[Opening Listed records section]

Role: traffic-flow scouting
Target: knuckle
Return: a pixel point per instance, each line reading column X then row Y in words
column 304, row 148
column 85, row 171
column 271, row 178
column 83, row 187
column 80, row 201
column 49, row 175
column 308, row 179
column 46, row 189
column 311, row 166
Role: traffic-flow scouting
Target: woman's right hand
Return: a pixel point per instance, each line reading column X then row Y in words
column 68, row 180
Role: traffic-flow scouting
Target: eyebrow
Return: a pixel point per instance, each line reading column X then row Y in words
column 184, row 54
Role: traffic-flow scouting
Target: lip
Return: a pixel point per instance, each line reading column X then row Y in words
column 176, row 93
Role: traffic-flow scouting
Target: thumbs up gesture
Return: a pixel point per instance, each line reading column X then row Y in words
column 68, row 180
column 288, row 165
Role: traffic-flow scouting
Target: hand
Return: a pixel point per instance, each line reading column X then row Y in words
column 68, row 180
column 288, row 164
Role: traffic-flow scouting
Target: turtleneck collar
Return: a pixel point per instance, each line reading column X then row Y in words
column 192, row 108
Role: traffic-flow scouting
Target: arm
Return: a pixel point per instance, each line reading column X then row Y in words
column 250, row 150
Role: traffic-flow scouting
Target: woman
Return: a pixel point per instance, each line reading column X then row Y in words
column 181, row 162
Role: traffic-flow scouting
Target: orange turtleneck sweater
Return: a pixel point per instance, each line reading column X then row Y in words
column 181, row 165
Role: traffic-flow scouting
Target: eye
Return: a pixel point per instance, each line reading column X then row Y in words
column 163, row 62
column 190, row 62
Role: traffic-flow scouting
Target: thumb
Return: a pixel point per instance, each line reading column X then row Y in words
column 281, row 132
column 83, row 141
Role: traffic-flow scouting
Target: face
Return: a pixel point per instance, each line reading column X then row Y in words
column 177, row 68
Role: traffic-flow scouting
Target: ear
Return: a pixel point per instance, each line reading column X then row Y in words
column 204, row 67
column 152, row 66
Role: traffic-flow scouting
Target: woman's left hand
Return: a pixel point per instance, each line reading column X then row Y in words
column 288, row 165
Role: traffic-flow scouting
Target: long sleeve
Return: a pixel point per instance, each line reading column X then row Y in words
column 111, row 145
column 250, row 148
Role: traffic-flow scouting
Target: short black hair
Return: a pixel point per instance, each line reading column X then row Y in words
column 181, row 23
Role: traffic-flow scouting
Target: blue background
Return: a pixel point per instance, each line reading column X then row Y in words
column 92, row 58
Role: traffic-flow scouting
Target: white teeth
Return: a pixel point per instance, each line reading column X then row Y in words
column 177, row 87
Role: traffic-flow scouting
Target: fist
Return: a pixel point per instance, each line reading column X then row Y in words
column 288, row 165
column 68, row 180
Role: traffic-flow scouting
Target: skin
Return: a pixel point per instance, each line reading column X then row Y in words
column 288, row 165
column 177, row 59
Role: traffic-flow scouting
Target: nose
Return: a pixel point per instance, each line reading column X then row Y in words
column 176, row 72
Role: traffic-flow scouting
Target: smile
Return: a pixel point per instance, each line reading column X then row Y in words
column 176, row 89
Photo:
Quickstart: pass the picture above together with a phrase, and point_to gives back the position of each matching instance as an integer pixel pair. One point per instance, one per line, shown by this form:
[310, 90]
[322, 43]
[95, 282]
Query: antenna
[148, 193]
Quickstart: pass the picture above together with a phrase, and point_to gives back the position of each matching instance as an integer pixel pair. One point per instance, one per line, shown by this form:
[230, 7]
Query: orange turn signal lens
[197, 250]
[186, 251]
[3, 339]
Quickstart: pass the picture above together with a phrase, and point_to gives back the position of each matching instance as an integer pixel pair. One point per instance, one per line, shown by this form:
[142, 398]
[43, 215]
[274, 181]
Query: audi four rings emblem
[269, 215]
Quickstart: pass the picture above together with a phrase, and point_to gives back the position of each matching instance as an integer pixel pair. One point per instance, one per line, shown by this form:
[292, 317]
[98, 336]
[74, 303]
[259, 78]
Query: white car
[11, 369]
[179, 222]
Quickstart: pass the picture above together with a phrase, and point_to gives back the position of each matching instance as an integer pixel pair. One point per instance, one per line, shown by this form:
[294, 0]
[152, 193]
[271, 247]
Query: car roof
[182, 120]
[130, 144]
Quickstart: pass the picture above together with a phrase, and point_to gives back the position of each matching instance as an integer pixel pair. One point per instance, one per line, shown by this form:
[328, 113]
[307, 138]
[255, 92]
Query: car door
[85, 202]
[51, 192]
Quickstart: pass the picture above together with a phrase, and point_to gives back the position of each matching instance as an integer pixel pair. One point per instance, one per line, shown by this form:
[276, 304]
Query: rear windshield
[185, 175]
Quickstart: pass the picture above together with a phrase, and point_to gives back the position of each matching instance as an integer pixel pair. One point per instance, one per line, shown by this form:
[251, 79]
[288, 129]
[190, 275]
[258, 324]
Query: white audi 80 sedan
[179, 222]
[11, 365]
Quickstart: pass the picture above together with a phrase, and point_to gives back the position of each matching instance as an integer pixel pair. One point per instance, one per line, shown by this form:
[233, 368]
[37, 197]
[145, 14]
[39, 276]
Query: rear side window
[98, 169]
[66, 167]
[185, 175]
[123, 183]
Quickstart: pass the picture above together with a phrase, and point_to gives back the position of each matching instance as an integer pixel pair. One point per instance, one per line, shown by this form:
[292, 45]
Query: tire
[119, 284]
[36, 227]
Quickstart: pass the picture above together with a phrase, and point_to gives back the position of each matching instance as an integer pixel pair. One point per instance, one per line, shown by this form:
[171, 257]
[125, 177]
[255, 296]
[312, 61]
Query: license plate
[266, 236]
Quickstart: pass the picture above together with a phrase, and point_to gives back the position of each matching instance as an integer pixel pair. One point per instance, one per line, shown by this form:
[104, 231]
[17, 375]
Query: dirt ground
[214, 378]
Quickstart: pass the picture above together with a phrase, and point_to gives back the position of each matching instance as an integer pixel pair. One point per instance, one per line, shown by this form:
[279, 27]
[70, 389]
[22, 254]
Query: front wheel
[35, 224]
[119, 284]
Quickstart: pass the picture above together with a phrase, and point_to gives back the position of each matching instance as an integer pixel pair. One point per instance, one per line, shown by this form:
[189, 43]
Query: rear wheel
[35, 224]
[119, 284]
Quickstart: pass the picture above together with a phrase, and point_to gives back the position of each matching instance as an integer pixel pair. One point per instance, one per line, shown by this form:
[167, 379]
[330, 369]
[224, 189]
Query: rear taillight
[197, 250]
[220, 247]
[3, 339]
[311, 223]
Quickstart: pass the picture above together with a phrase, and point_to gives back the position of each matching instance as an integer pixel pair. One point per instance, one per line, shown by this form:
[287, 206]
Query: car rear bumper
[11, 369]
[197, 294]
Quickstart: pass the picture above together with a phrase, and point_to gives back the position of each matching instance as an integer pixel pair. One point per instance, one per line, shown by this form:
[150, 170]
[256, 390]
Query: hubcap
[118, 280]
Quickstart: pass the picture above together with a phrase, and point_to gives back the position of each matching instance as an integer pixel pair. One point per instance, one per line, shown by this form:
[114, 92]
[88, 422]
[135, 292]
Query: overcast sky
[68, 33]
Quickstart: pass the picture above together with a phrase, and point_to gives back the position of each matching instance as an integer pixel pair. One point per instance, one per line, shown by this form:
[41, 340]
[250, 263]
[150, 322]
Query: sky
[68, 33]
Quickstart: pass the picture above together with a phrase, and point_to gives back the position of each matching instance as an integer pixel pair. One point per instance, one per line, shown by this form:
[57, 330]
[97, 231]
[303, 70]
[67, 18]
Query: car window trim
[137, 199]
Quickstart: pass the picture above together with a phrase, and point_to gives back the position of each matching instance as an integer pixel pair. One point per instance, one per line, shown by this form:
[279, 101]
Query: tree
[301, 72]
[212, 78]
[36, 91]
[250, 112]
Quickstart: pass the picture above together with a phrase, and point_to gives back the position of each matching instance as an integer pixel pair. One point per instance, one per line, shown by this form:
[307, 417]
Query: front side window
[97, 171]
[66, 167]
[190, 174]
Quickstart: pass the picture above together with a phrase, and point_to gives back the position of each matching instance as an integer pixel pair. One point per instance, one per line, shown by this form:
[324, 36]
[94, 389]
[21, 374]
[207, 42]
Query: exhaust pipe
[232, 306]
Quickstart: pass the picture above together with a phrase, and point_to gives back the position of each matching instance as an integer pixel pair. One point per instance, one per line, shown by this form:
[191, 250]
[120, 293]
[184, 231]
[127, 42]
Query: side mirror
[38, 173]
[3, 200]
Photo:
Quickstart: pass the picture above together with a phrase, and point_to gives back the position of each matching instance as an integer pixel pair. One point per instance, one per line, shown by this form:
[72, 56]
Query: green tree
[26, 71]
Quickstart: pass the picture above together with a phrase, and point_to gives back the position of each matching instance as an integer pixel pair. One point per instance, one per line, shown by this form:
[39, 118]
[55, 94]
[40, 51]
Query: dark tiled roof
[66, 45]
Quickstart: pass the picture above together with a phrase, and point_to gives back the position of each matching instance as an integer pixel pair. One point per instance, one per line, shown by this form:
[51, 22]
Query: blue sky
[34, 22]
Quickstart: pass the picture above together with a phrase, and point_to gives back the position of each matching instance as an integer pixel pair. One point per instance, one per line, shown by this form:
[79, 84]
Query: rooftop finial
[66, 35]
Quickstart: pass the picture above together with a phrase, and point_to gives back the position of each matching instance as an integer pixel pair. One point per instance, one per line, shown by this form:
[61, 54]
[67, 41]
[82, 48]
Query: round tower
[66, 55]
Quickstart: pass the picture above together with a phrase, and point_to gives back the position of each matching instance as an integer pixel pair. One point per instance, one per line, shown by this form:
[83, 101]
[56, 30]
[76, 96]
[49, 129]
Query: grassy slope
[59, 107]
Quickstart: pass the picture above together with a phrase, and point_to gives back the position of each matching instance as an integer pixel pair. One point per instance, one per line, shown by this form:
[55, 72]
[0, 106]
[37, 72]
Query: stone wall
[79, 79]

[Closing Listed records section]

Work request:
Your output must be the lines of the material above, from the first through the line that contains "Target: eyebrow", copied exactly. Include both endpoints and nothing else.

Solution for this exercise:
Role: traffic-flow scouting
Target: knuckle
Return: a pixel point per instance, each line reading column X then row Y in words
column 304, row 148
column 85, row 171
column 271, row 178
column 83, row 187
column 80, row 201
column 49, row 175
column 308, row 179
column 46, row 189
column 311, row 166
Role: traffic-flow scouting
Target: woman's right hand
Return: a pixel point per instance, each line reading column X then row Y in words
column 68, row 180
Role: traffic-flow scouting
Target: eyebrow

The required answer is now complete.